Pasaje proporcionado ::
________________________________________

Entre otros, la familia tiene el derecho y el deber de
educar a los hijos, haciéndolo de acuerdo con sus propias
convicciones morales y religiosas, pues la
formación integral no puede eludir la dimensión trascendente y
espiritual del ser humano. En este contexto se plantea el
papel de las instituciones educativas vinculadas a la Iglesia, que
contribuyen al bien común, así como tantas otras que en diversos ámbitos
prestan también un servicio a los ciudadanos, a menudo a los menos
favorecidos. Tampoco se debe infravalorar la
enseñanza de la religión católica en las instituciones
estatales, basada precisamente en el derecho de las familias que lo
solicitan, sin discriminaciones ni imposiciones.

________________________________________

Material ::
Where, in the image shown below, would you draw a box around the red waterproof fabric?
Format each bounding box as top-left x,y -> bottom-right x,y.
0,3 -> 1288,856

________________________________________

Por hacer ::
[1] Según el pasaje sobre la educación familiar, ¿qué dimensión del ser humano no puede eludir la formación integral?
[2] Indica si cada afirmación concuerda con el pasaje sobre la educación familiar, respondiendo sí o no y citando las palabras decisivas del pasaje: (a) La familia tiene solo el derecho de educar a los hijos, no el deber. (b) Las instituciones educativas vinculadas a la Iglesia contribuyen al bien común. (c) La enseñanza de la religión católica en instituciones estatales se basa en el derecho de las familias que la solicitan.
[3] Prolonga el pasaje sobre la educación familiar y religiosa a partir de su última oración.
Las líneas no hacen falta para resolver nada de esto.

Resultados ::
[1] La dimensión trascendente y espiritual del ser humano.

[2]
(a) No: "tiene el derecho y el deber de educar a los hijos".
(b) Sí: "contribuyen al bien común".
(c) Sí: "basada precisamente en el derecho de las familias que lo solicitan".

[3]
5. Señor Embajador, le reitero
mis mejores deseos al frente de la Embajada de su País ante la Santa
Sede y, en este Año Santo Jacobeo, ruego al Apóstol Santiago que,
como lo ha sido durante siglos, continúe siendo un faro luminoso para
los pueblos de España y haciendo de sus tierras un camino sembrado de
esfuerzos y esperanzas para tantos peregrinos de toda Europa. Muchos
de ellos han quedado fascinados por la acogida y la nobleza de quienes
han encontrado a su paso; han sido testigos de su laboriosidad,
constancia y fidelidad; han descubierto una nación que sabe mirar
alto. Éstas son virtudes que han conformado una gloriosa historia y
que, con el empuje y la colaboración leal entre todos, hacen esperar
también en un futuro prometedor, en una sociedad más próspera, ecuánime
y abierta a los valores del espíritu.
Con estos deseos, a la vez que le deseo una feliz estancia en Roma, le
imparto la Bendición Apostólica, que extiendo a su distinguida
familia y a sus colaboradores.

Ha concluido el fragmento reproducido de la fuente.